** Document extract **
━━━━━━━━
The novelty of this study lies in its pioneering integration of HDBSCAN and LP, offering a scalable framework for intelligent EV charging coordination that surpasses limitations of prior methods, such as reinforcement learning’s computational complexity or LSTM’s uniform demand assumptions. HDBSCAN’s ability to handle noisy, high-dimensional data enables precise behavioral segmentation, while LP ensures efficient optimization under RTP, setting this approach apart from deterministic or simulation-based models. This dual-stage methodology delivers three key contributions:
  • Cluster-Specific Load Management: Pioneers HDBSCAN-derived demand profiles within optimization loops, enabling tailored DR strategies that outperform non-segmented models, as demonstrated by Winter Weekday’s 250 kW load shift within its 555.15 kWh/day DR limit.
  • Seasonal and Temporal Adaptation: Achieves robust adaptation to charging variability through scenario-based profiling, yielding peak reductions of 321.87–555.15 kWh (23.10–25.41%) across diverse conditions, surpassing studies lacking dynamic modelling.
  • Scalable Operational Feasibility: Balances grid capacity, charger constraints, and user heterogeneity under RTP, improving load factors by 14.29–17.14% (e.g., Summer Weekday: 0.70 to 0.82) and securing cost savings of $27.35–$50.71 (2.87–5.31%).
By integrating cluster-specific DR potentials into LP optimization, this framework establishes a promising standard for EV load management systems, pending further validation across diverse grid contexts, offering a practical solution for sustainable EV integration.
━━━━━━━━
Data listing:
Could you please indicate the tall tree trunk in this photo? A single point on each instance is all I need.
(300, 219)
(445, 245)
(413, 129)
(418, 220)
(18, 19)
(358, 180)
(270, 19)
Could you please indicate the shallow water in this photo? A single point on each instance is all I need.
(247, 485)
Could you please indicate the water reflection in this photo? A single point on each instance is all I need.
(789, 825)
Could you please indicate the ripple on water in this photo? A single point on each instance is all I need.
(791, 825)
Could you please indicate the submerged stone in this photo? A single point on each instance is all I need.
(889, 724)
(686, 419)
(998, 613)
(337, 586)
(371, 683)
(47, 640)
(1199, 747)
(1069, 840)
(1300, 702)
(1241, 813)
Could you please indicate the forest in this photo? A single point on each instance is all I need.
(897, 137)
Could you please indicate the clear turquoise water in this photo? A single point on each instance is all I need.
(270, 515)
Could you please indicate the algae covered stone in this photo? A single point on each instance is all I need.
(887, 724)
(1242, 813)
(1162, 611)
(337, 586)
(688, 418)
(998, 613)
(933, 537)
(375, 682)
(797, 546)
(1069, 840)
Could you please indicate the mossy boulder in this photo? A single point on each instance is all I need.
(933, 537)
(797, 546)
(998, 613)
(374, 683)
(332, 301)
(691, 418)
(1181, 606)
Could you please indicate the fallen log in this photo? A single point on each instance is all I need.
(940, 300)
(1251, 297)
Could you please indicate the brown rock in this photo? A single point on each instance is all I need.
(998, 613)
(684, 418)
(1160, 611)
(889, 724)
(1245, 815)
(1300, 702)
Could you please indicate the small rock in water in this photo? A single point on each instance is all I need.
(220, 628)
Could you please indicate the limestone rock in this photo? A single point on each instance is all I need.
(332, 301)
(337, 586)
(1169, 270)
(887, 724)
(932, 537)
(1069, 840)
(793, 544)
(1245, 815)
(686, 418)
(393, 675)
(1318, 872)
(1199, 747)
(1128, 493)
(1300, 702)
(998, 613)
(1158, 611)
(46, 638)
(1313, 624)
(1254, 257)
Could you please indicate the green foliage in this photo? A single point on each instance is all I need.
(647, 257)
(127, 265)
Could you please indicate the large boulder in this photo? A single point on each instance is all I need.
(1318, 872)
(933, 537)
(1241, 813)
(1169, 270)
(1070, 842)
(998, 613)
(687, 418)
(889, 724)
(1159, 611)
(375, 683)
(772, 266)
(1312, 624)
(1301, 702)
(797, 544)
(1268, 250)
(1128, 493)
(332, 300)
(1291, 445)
━━━━━━━━
** Written tasks **
A) In the excerpt on EV charging coordination, what range of cost savings does the framework secure?
B) From the EV charging excerpt, output the passage that begins with the words containing "By integrating cluster-specific" and ends with "sustainable EV integration.".

** Written answers **
A) $27.35–$50.71 (2.87–5.31%)

B)
By integrating cluster-specific DR potentials into LP optimization, this framework establishes a promising standard for EV load management systems, pending further validation across diverse grid contexts, offering a practical solution for sustainable EV integration.